CONSIGNES À SUIVRE:
**a)** Restituez sans modification le passage du texte sur les titres bancaires situé entre « Un multiple de » et « de Canaccord Genuity. », ces deux bornes comprises.
**b)** Rédigez la suite du texte sur les titres bancaires en reprenant juste après sa dernière phrase.

TEXTE EXTRAIT:
Déjà, la hausse des taux hypothécaires modère le marché résidentiel au moment où les consommateurs sont très endettés. L’accélération de 16% des prêts aux entreprises au deuxième trimestre a procuré un solide coup de pouce, mais ce segment pourrait perdre de sa vigueur si la croissance des revenus des emprunteurs venait à ralentir en même temps que la hausse des coûts gruge les marges des entreprises.
Bon marché
Les titres bancaires sont bon marché si l’on se fie au multiple de 10,2 fois les bénéfices prévus, au ratio de 1,6 fois leur valeur comptable et au dividende de 4,2%. De telles balises ont offert de bons signaux d’achat dans le passé, mais les facteurs fondamentaux importent beaucoup plus pour la performance des banques en Bourse.
Un multiple de 10 fois les bénéfices est historiquement une zone d’achat, mais les perspectives de l’économie importent plus. (Source: Canaccord Genuity)
«L’économie a commencé à casser en mai. Les prêts aux entreprises vont commencer à se modérer cet été et à fléchir davantage au deuxième semestre alors que les indicateurs d’activité économique PMI se rapprocheront du niveau de 50 parce que la hausse des taux se fera de plus en plus sentir», entrevoit Martin Roberge, de Canaccord Genuity.
Ce stratège quantitatif et sectoriel estime que le premier semestre de 2022 pourrait marquer le pic des variables fondamentales pour les banques ainsi que la fin de la baisse des provisions pour pertes sur prêts qui dope les profits.
Son modèle laisse entrevoir une «récession des profits en 2023», aux États-Unis tout au moins ce qui aurait un effet sur le moral. «Le Canada devrait toutefois mieux s’en tirer grâce à la performance des matières premières», dit-il.
Pour toutes ces raisons, il recommande à ses clients institutionnels une posture neutre dans les titres bancaires dans leur portefeuille, soit une place équivalente à leur poids de 22% dans l’indice de la Bourse de Toronto.
Le scénario de Martin Roberge fait écho au risque de ralentissement économique cité par le PDG de la Banque Nationale (NA, 97,57$) Laurent Ferreira, lors de la téléconférence du deuxième trimestre.

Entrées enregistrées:

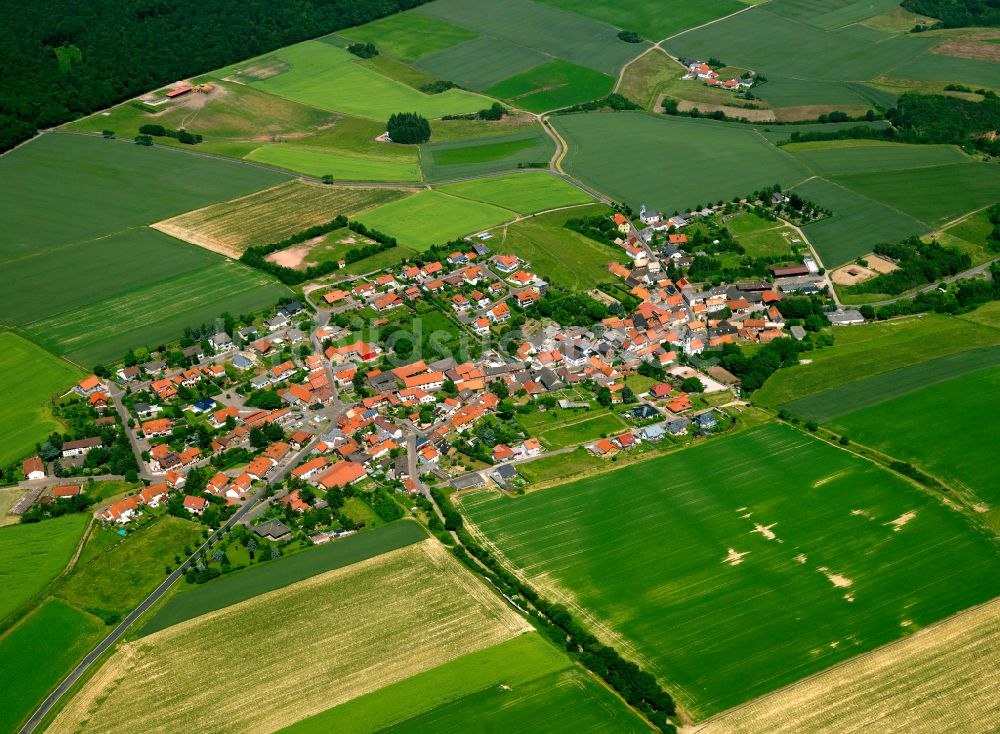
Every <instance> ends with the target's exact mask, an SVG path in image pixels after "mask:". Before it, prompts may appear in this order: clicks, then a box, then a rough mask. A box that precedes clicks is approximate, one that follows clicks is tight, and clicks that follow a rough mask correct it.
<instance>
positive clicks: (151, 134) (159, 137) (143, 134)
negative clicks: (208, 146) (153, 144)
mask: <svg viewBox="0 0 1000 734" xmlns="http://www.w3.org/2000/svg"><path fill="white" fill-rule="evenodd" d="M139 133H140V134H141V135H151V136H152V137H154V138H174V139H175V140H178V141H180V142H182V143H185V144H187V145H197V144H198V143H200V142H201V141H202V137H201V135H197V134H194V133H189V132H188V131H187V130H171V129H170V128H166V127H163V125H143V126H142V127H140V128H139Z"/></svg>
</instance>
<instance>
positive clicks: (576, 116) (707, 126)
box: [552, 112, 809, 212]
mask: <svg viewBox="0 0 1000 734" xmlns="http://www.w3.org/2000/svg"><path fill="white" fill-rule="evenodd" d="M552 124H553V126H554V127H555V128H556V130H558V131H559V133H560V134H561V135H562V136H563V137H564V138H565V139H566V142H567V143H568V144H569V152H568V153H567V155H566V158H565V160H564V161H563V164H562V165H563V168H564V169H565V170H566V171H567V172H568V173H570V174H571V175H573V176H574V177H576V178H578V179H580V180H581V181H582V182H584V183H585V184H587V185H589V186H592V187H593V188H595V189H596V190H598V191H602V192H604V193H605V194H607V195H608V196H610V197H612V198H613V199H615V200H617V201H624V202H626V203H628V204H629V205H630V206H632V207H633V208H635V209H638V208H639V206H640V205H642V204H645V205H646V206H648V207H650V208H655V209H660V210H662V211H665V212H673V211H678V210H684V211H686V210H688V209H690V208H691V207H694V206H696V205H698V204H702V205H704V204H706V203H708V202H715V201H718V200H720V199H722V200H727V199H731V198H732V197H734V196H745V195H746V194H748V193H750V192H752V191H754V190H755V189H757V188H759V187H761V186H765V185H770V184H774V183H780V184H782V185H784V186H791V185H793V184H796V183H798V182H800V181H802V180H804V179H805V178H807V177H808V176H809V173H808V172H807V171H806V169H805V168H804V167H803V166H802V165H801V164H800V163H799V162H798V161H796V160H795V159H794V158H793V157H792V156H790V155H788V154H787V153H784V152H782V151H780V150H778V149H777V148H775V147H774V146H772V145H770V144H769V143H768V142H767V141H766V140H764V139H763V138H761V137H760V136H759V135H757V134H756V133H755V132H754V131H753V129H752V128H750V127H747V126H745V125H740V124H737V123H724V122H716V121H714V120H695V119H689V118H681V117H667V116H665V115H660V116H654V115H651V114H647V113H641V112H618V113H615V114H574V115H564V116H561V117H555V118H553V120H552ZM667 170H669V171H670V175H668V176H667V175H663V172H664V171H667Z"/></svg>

RÉPONSES DE L'EXERCICE:
**a)**
Un multiple de 10 fois les bénéfices est historiquement une zone d’achat, mais les perspectives de l’économie importent plus. (Source: Canaccord Genuity)
«L’économie a commencé à casser en mai. Les prêts aux entreprises vont commencer à se modérer cet été et à fléchir davantage au deuxième semestre alors que les indicateurs d’activité économique PMI se rapprocheront du niveau de 50 parce que la hausse des taux se fera de plus en plus sentir», entrevoit Martin Roberge, de Canaccord Genuity.

**b)**
En fait, toutes les institutions font preuve de prévoyance face aux risques de crédit et à la hausse marquée des coûts internes des banques, signale Gabriel Dechaine, de la Financière Banque Nationale. Cette prudence n’est pas étrangère au fait que le ratio des capitaux propres de 12% en moyenne (ajusté pour les acquisitions récentes par les banques BMO, Royale et TD) des six grandes banques est encore nettement plus élevé qu’il ne l’était avant la pandémie.
Deux choix défensifs dans l’immédiat
Pour sa part, Sohrab Movahedi, de BMO Marchés des capitaux, reconnaît que la hausse des taux est une arme à double tranchant pour les banques. Elle augmente les marges d’intérêts, mais peut affaiblir la demande pour les prêts ainsi que la qualité des prêts allongés aux emprunteurs.
L’analyste juge cependant que le rendement de dividende moyen de 4,2% des banques procure aux investisseurs de quoi patienter pendant le cycle actuel de hausse des taux. «Si les taux canadiens de 10 ans approchaient de leur sommet pour ce cycle-ci, les titres bancaires pourraient alors surpasser que l’indice de marché», entrevoit-il.
Son collègue Meny Grauman, de Banque Scotia, reste confiant que l’économie évitera un ralentissement majeur au cours des prochains trimestres. Si une récession technique devait survenir par contre, le chômage devrait bien résister étant donné la pénurie de main-d’œuvre, fait-il valoir.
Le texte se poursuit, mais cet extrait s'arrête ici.